Gather every line of the entries that contains the string "background", copying each one in full. Case counts.
— Begin DATA FOR THIS EXERCISE —
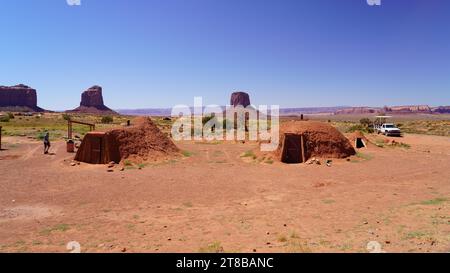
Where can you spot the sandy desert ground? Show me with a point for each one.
(212, 200)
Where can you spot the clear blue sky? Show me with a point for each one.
(158, 53)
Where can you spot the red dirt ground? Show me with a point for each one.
(214, 201)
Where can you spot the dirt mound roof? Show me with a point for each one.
(143, 141)
(321, 139)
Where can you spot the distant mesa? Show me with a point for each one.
(19, 98)
(390, 110)
(442, 110)
(92, 102)
(357, 110)
(240, 98)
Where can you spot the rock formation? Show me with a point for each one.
(240, 98)
(92, 102)
(442, 110)
(19, 98)
(357, 110)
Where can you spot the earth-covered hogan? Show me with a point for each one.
(141, 141)
(302, 140)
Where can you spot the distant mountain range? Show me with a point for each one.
(337, 110)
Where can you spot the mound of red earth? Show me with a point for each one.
(442, 110)
(240, 98)
(92, 103)
(19, 98)
(319, 140)
(140, 142)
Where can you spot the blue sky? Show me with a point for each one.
(158, 53)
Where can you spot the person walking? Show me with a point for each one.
(46, 142)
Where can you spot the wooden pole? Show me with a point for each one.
(302, 144)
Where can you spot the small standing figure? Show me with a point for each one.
(46, 142)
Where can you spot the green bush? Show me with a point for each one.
(5, 118)
(107, 119)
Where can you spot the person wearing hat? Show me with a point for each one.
(46, 142)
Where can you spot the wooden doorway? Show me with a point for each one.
(293, 149)
(96, 150)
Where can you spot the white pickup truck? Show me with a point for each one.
(388, 129)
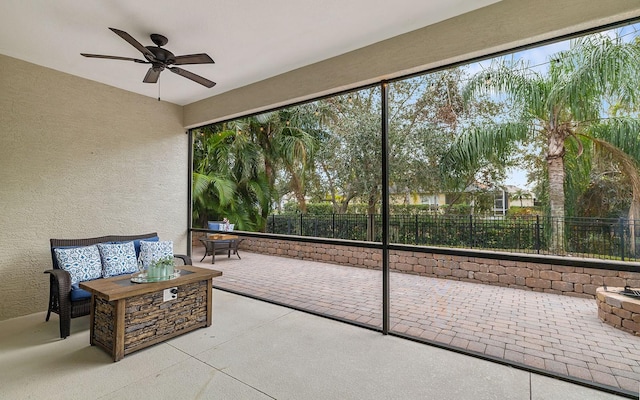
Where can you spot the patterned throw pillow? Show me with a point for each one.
(118, 258)
(151, 252)
(82, 263)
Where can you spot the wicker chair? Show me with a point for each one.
(60, 281)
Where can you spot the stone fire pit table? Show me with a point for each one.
(127, 316)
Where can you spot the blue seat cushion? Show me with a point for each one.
(78, 294)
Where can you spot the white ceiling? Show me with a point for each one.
(250, 40)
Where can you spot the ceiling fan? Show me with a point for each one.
(160, 59)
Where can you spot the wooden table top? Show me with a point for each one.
(220, 236)
(120, 287)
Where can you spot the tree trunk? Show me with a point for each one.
(633, 216)
(555, 165)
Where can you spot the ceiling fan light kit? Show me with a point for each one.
(160, 58)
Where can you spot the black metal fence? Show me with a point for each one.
(601, 238)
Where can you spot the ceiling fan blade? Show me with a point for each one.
(114, 58)
(134, 43)
(152, 75)
(192, 76)
(201, 58)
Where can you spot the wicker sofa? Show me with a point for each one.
(70, 302)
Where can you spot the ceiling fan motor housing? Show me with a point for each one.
(161, 55)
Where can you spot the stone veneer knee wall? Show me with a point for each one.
(541, 276)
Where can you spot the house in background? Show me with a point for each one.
(478, 199)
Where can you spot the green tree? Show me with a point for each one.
(561, 105)
(228, 179)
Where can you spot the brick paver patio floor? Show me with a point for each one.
(559, 334)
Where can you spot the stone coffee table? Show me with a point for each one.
(127, 316)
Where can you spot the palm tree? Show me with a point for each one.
(565, 103)
(228, 180)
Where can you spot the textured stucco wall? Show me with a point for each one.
(500, 26)
(80, 159)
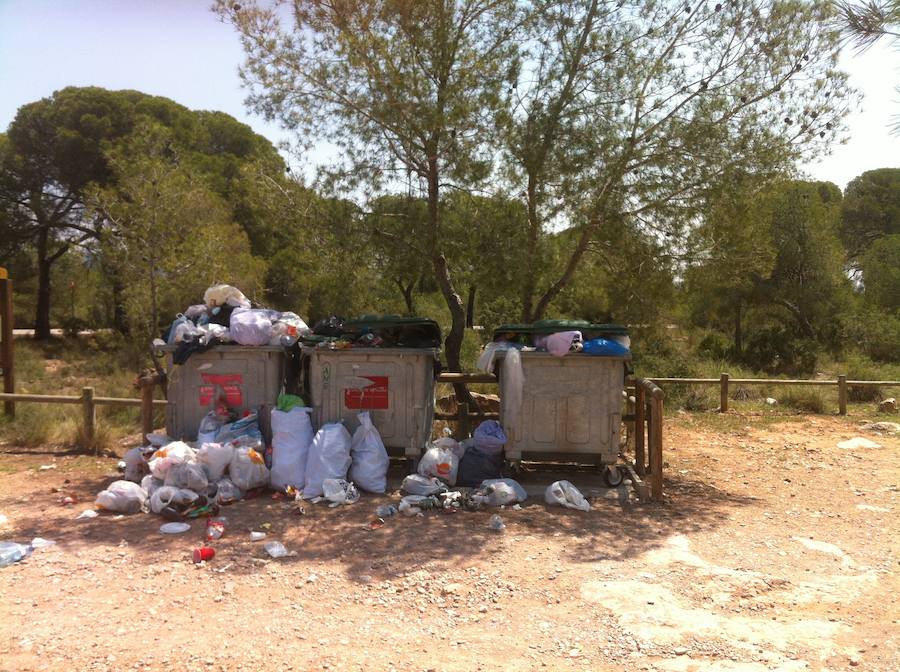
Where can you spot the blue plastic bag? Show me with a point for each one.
(605, 348)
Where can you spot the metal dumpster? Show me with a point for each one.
(571, 406)
(244, 378)
(393, 382)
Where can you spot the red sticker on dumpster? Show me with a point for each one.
(370, 397)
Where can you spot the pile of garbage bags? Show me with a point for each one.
(229, 462)
(227, 316)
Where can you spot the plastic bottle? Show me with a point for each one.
(11, 552)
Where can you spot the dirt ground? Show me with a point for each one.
(773, 550)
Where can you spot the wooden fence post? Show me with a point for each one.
(463, 415)
(640, 425)
(7, 359)
(90, 414)
(842, 395)
(656, 461)
(146, 410)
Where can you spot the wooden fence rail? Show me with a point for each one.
(725, 380)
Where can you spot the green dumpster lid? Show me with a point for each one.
(541, 327)
(412, 332)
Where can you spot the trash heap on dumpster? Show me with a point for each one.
(226, 316)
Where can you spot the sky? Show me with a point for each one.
(179, 49)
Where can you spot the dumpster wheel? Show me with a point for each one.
(612, 476)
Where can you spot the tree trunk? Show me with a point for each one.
(531, 253)
(407, 292)
(569, 271)
(454, 339)
(42, 311)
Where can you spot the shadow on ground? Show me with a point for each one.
(341, 537)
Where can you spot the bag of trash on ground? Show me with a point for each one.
(441, 462)
(169, 455)
(227, 492)
(477, 466)
(122, 497)
(169, 495)
(215, 458)
(329, 457)
(566, 494)
(248, 468)
(151, 484)
(136, 466)
(250, 327)
(499, 492)
(489, 437)
(188, 475)
(292, 433)
(248, 427)
(339, 491)
(369, 458)
(414, 484)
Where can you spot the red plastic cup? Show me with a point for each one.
(204, 553)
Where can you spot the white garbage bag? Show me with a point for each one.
(250, 327)
(440, 462)
(220, 295)
(122, 497)
(566, 494)
(227, 492)
(171, 454)
(339, 491)
(215, 458)
(151, 484)
(248, 469)
(169, 495)
(369, 458)
(329, 457)
(188, 475)
(292, 434)
(135, 465)
(500, 492)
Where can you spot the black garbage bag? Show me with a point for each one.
(477, 466)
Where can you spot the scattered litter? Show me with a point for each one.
(276, 549)
(203, 554)
(386, 511)
(889, 427)
(215, 528)
(415, 484)
(338, 491)
(565, 494)
(858, 442)
(499, 492)
(11, 552)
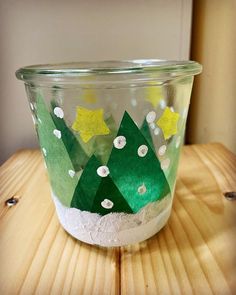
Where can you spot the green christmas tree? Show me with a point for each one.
(135, 168)
(75, 151)
(58, 161)
(135, 177)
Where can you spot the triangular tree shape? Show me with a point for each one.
(93, 189)
(108, 190)
(87, 187)
(56, 156)
(139, 179)
(76, 153)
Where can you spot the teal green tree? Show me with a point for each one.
(93, 189)
(57, 158)
(135, 177)
(75, 151)
(140, 179)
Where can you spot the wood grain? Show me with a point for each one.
(193, 254)
(195, 251)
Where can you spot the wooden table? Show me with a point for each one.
(194, 254)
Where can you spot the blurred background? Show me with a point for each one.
(50, 31)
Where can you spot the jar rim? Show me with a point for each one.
(116, 67)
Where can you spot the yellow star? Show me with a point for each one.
(154, 95)
(168, 123)
(90, 123)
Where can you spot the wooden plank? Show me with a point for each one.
(195, 252)
(36, 254)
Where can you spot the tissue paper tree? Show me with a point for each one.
(58, 161)
(131, 179)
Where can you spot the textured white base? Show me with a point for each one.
(114, 229)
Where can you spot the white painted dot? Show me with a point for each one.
(156, 131)
(114, 105)
(162, 150)
(142, 189)
(134, 102)
(44, 152)
(178, 141)
(151, 116)
(153, 126)
(33, 118)
(165, 164)
(57, 133)
(119, 142)
(162, 104)
(103, 171)
(107, 204)
(58, 112)
(71, 173)
(142, 150)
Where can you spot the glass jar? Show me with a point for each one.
(110, 133)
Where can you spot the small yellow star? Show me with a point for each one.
(90, 123)
(154, 95)
(168, 123)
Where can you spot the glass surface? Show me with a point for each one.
(111, 134)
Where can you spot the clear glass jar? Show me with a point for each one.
(110, 133)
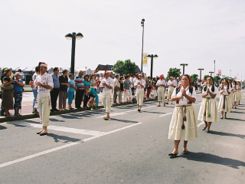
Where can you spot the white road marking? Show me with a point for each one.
(167, 114)
(125, 112)
(66, 129)
(9, 163)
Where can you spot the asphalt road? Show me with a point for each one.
(132, 148)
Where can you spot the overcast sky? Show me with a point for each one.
(190, 31)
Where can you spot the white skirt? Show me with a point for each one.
(175, 128)
(208, 111)
(224, 106)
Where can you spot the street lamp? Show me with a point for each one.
(73, 36)
(152, 57)
(183, 65)
(200, 69)
(142, 49)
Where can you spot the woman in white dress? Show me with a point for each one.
(224, 100)
(208, 110)
(183, 124)
(140, 86)
(161, 86)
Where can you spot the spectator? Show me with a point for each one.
(71, 90)
(7, 92)
(55, 91)
(63, 90)
(18, 93)
(34, 90)
(79, 90)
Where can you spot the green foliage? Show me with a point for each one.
(174, 72)
(125, 67)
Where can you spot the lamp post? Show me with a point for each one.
(142, 48)
(183, 65)
(73, 36)
(200, 69)
(152, 57)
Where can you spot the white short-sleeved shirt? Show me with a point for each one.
(210, 89)
(109, 81)
(183, 100)
(161, 82)
(44, 79)
(137, 83)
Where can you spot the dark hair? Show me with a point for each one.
(55, 69)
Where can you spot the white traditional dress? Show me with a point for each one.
(139, 91)
(208, 111)
(161, 84)
(224, 100)
(183, 124)
(107, 93)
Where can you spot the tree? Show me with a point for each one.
(125, 67)
(174, 72)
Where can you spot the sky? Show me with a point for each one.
(196, 32)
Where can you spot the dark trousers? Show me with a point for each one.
(54, 96)
(79, 98)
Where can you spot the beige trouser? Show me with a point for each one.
(44, 108)
(107, 101)
(161, 94)
(140, 96)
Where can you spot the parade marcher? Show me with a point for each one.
(18, 93)
(55, 91)
(71, 91)
(34, 90)
(183, 124)
(44, 83)
(208, 110)
(79, 90)
(140, 86)
(107, 83)
(7, 92)
(63, 90)
(161, 86)
(224, 101)
(172, 83)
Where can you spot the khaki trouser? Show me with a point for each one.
(44, 108)
(107, 101)
(161, 94)
(140, 96)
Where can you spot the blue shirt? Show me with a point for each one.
(56, 81)
(18, 88)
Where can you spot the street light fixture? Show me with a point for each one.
(183, 65)
(142, 48)
(152, 57)
(73, 36)
(200, 69)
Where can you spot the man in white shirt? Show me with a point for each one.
(44, 83)
(139, 84)
(107, 84)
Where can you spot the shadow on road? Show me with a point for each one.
(227, 134)
(214, 159)
(62, 138)
(124, 121)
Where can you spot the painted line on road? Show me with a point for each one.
(66, 129)
(16, 161)
(125, 112)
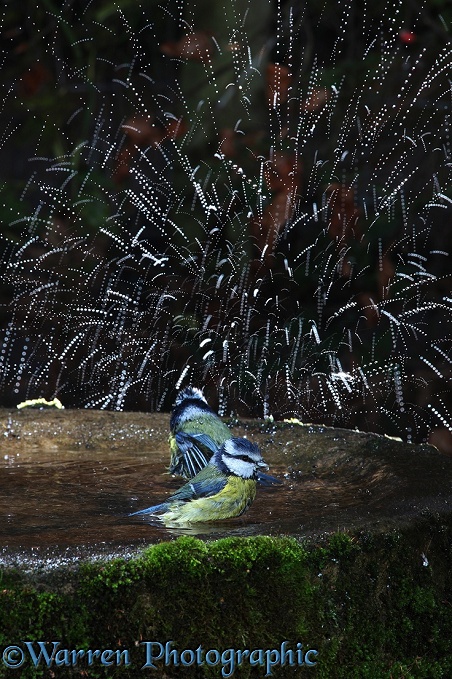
— End DATA FOR THIS EXERCISE —
> **WRITTEN REPLY**
Where can you spot the house in background? Show me with a point for each one.
Where can you spot the blurred background? Show me with a point for each one.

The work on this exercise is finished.